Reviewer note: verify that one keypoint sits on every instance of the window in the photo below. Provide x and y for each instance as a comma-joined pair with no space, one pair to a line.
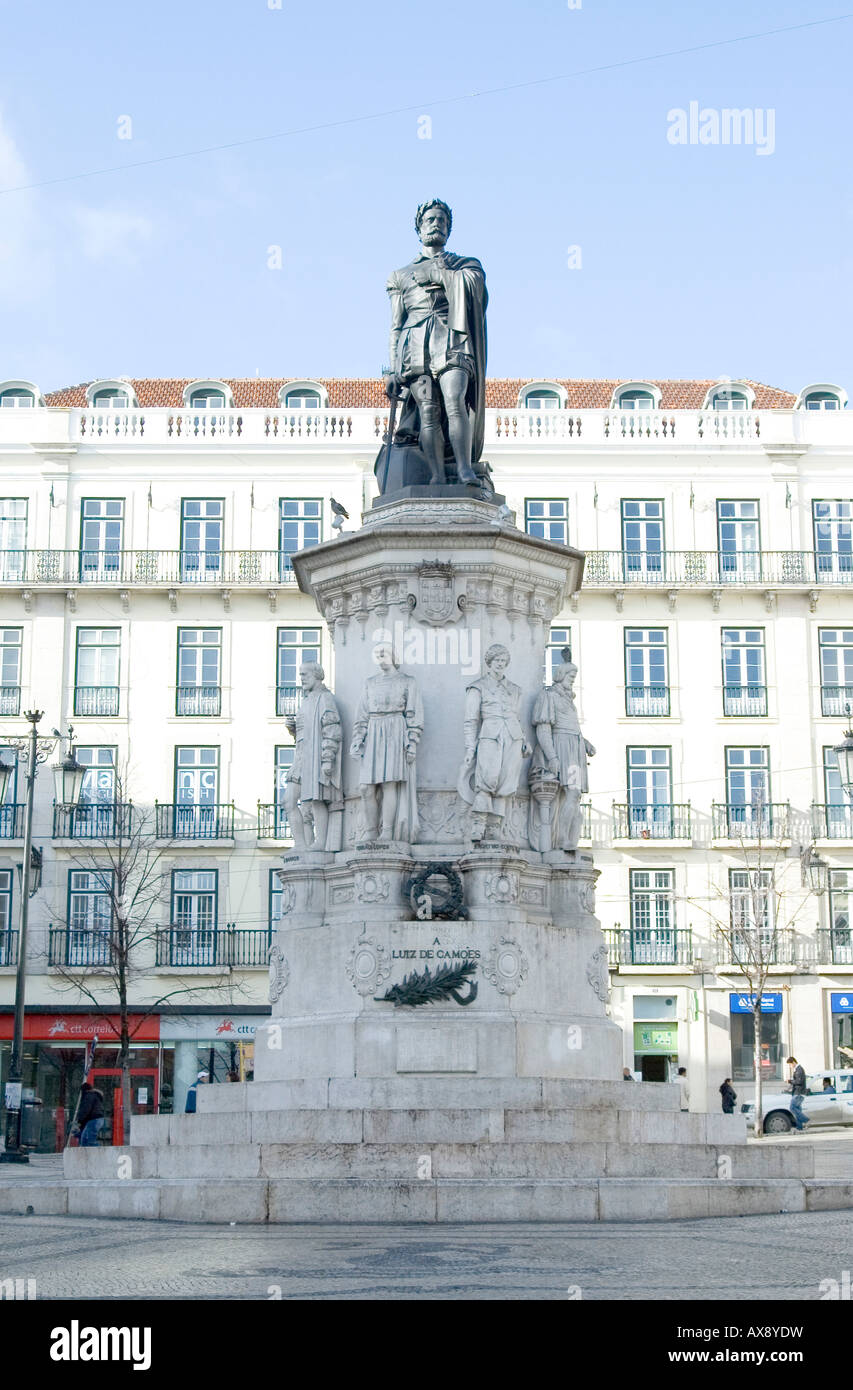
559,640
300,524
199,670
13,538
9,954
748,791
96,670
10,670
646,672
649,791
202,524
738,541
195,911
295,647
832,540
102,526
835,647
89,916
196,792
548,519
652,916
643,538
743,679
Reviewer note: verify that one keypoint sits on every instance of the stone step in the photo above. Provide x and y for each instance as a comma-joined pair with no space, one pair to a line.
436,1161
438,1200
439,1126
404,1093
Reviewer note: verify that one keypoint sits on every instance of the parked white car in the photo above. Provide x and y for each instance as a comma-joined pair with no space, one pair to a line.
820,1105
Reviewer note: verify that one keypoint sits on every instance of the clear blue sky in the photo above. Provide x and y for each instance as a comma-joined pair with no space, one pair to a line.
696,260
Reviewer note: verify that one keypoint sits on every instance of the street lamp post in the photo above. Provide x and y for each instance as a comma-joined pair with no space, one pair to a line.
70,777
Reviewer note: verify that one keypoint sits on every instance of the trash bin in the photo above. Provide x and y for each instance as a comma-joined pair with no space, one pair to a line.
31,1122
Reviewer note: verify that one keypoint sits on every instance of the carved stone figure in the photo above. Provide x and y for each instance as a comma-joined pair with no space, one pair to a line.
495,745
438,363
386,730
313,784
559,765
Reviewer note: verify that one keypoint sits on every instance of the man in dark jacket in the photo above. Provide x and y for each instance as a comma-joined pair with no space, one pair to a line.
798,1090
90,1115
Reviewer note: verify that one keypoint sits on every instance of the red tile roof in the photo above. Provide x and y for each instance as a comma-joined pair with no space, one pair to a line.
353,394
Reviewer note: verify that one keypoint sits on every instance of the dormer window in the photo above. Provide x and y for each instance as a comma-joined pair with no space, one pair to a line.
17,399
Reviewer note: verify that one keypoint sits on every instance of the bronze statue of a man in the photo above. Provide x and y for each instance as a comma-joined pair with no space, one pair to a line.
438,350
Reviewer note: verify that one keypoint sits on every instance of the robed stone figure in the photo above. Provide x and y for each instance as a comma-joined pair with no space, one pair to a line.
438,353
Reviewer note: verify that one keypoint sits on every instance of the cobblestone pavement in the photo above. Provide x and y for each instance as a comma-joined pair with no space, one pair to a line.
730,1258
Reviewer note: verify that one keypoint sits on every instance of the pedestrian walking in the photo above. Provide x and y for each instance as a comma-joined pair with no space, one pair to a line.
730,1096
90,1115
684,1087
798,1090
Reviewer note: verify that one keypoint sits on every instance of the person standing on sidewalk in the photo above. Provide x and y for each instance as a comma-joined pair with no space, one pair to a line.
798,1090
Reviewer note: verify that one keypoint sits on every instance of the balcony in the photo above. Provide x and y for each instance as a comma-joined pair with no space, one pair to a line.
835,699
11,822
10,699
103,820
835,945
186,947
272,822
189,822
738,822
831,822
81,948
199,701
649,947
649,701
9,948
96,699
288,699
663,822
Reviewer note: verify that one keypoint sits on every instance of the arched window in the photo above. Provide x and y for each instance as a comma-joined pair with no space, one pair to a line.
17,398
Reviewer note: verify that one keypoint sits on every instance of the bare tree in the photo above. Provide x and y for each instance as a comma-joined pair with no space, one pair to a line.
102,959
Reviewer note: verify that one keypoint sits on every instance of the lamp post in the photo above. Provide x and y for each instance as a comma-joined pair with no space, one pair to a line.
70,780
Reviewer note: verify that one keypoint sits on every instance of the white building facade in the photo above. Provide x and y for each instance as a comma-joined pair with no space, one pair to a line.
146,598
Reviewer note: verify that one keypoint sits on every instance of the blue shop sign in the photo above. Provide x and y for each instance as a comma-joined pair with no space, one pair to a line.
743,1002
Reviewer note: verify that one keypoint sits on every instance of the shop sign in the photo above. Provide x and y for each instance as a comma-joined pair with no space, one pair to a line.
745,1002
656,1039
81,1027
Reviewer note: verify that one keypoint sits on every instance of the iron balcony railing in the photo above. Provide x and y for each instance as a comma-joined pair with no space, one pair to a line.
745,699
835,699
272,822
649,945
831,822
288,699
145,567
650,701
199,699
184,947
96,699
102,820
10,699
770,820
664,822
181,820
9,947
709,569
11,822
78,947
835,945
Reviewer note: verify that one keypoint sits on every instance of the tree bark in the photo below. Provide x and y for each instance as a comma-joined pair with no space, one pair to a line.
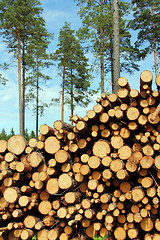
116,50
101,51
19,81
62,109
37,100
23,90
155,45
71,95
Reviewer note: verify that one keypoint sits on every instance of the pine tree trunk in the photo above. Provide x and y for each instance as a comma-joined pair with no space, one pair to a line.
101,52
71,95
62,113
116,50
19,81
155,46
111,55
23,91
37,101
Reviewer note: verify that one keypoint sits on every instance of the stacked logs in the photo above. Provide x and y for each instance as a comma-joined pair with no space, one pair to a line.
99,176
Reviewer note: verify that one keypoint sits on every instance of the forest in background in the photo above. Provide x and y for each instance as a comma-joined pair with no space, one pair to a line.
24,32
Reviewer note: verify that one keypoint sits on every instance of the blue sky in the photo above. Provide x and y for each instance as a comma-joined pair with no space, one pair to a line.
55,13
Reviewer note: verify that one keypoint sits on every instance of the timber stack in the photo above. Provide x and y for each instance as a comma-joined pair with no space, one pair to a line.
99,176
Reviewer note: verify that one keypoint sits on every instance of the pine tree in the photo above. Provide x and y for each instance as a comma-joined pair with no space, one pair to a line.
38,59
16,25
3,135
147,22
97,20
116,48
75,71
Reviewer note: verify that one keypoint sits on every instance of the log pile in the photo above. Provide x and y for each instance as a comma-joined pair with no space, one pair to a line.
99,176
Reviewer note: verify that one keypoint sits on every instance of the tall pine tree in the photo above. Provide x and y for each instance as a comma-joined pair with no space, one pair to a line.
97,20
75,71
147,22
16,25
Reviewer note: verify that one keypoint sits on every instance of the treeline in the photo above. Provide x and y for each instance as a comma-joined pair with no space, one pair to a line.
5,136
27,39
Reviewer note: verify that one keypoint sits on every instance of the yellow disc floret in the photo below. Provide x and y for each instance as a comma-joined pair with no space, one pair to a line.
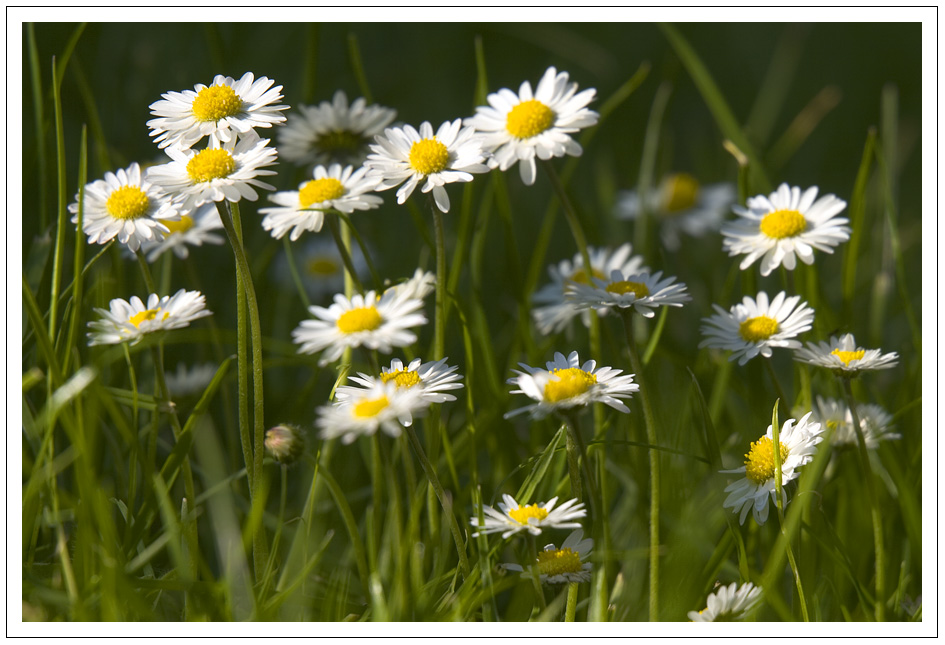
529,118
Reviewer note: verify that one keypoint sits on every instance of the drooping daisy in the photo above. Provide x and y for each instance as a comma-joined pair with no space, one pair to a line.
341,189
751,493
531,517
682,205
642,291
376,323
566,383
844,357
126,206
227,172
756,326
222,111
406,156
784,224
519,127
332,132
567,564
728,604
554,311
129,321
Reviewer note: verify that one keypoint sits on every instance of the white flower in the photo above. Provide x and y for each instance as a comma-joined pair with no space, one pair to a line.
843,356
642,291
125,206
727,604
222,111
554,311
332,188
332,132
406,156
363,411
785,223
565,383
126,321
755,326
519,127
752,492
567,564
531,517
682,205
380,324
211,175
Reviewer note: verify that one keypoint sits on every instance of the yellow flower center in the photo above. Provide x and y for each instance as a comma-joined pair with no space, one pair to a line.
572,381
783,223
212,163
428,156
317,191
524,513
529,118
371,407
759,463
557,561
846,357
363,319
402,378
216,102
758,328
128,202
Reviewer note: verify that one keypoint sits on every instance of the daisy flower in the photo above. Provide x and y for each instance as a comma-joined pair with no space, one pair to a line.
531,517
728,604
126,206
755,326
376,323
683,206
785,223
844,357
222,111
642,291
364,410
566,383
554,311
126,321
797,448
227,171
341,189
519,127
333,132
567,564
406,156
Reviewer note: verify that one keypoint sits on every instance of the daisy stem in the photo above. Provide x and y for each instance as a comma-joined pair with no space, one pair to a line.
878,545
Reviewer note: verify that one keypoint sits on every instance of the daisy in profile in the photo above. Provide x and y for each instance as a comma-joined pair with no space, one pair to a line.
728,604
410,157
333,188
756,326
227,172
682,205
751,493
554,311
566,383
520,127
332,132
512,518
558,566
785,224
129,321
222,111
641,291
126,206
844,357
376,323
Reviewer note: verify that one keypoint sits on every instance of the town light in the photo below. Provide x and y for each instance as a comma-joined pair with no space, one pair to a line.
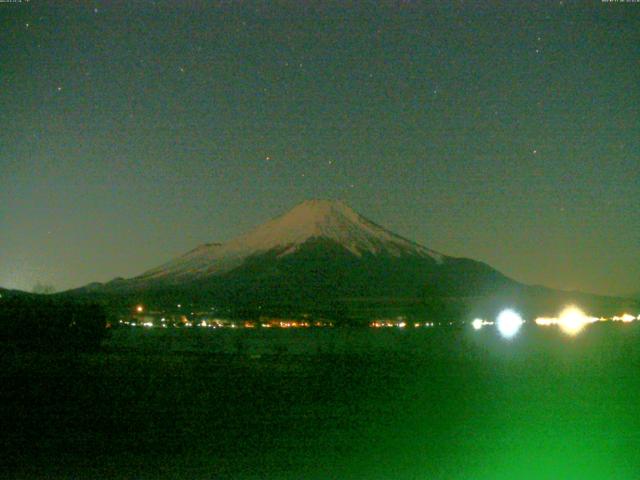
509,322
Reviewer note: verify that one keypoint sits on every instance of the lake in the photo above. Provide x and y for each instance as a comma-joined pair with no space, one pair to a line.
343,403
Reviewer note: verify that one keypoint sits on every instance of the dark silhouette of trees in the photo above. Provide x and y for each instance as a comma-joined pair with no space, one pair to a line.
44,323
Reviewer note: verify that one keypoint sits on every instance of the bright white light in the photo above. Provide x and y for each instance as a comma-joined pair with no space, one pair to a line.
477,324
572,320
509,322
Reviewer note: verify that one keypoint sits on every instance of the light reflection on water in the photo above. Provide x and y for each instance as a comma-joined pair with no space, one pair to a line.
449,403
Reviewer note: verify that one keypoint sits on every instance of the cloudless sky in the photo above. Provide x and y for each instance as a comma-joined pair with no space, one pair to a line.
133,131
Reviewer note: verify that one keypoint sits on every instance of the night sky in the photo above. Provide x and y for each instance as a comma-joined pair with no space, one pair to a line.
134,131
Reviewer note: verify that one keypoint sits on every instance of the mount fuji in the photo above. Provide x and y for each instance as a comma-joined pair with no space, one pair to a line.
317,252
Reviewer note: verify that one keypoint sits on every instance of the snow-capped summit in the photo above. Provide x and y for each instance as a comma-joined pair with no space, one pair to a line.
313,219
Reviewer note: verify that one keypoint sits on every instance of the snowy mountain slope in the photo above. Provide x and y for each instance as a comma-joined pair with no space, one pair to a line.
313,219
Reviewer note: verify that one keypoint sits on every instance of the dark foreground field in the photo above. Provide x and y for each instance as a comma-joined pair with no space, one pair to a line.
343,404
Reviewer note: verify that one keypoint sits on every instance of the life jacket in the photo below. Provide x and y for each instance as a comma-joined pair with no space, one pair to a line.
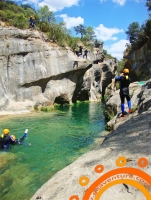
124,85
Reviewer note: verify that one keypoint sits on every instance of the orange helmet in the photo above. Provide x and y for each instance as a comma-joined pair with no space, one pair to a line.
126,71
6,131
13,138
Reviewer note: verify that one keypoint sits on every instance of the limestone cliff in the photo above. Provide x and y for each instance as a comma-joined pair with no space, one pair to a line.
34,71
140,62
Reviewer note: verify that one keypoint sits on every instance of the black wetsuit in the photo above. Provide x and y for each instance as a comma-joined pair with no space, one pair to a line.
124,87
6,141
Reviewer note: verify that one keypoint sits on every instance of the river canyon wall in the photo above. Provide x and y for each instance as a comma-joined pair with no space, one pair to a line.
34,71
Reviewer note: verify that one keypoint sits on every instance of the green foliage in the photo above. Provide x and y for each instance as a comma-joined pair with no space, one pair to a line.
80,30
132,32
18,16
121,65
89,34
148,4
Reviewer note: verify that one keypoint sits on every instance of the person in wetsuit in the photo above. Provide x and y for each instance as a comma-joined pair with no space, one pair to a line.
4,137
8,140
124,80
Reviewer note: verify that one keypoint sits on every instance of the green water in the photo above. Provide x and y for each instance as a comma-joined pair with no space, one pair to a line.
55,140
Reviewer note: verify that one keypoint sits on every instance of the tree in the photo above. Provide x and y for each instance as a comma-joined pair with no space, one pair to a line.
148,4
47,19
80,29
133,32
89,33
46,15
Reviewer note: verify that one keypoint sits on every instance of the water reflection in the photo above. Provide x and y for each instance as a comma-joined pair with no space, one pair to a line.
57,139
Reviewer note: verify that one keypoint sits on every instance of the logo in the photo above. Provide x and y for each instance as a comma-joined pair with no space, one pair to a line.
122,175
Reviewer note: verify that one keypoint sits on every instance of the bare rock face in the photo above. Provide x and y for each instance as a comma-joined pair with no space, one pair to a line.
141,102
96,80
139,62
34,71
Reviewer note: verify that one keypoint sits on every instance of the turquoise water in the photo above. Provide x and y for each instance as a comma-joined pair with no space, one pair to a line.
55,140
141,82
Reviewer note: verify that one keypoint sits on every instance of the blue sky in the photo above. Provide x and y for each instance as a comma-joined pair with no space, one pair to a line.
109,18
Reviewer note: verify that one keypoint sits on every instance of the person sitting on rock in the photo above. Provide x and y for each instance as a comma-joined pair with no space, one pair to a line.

__Task to complete__
Go back to the data above and please quote exactly, and only, the lines from the line with "the green foliage" through its last line.

__Solution for this problem__
Reviewer note: verify that one keypoint sits on every instance of the green foliage in the photo above. Provide x and y for each instance as a comma-joined pair with no space, one pair to a line.
80,30
132,32
18,16
121,65
89,34
148,4
Reviewer note: verify that one keypoint sits on every instance of the person in wetsuit in the photo above. Provide x and y for each instance as a comma-joined pair with no space, one pair to a line.
4,137
8,140
124,80
Reviewer note: verify that one keypoint sits on every instance of the green water in the photo above. Provide x and y for each instance as a comma-joined pair with no space, one pair to a line.
55,140
Reviewer note: verify that one keypoint sits on every instance of the tree in the photo above. Provide x and y for each instance as a comma-joined pair with no space, one pair to a line.
148,4
47,19
80,29
133,32
89,33
46,15
Reviewer note: verify that one keypoint sits on every instance of the water reflection in the photo above. Provide x and y for each instance as a comma-joined pair with no space, one pair to a line.
57,139
Reviewer note: verify that one keypoint sits on every instance of the logo in the photo above. Provide x and y for each instance as a comma-joined pair with no space, one pair to a line.
122,175
Reviewer note: verify that one keypoint sits on every instance of the bare rock face in the photo above. Provide x and y for each instance as a comma-joined pair with no space, one pair to a line.
141,102
96,80
139,62
34,71
Reviewer note: verify that one keypoint sits on every instance of the turquoise water in the photo above. Provide x and y for each instance as a comma-joined pair with no space, one pair to a line.
55,140
141,82
Reviewer note: verify that one keypoint sits on every instance of the blue sky in the photo above. Provide x and y for each instance as a comma-joined pair with no space, one pair to a line.
109,18
Reviewer note: verify that one keypoint sits on every instance of the person sitting on rock in the photo above. Provide x and y for each instance as a comma-joined pair with no space, one pair to a line.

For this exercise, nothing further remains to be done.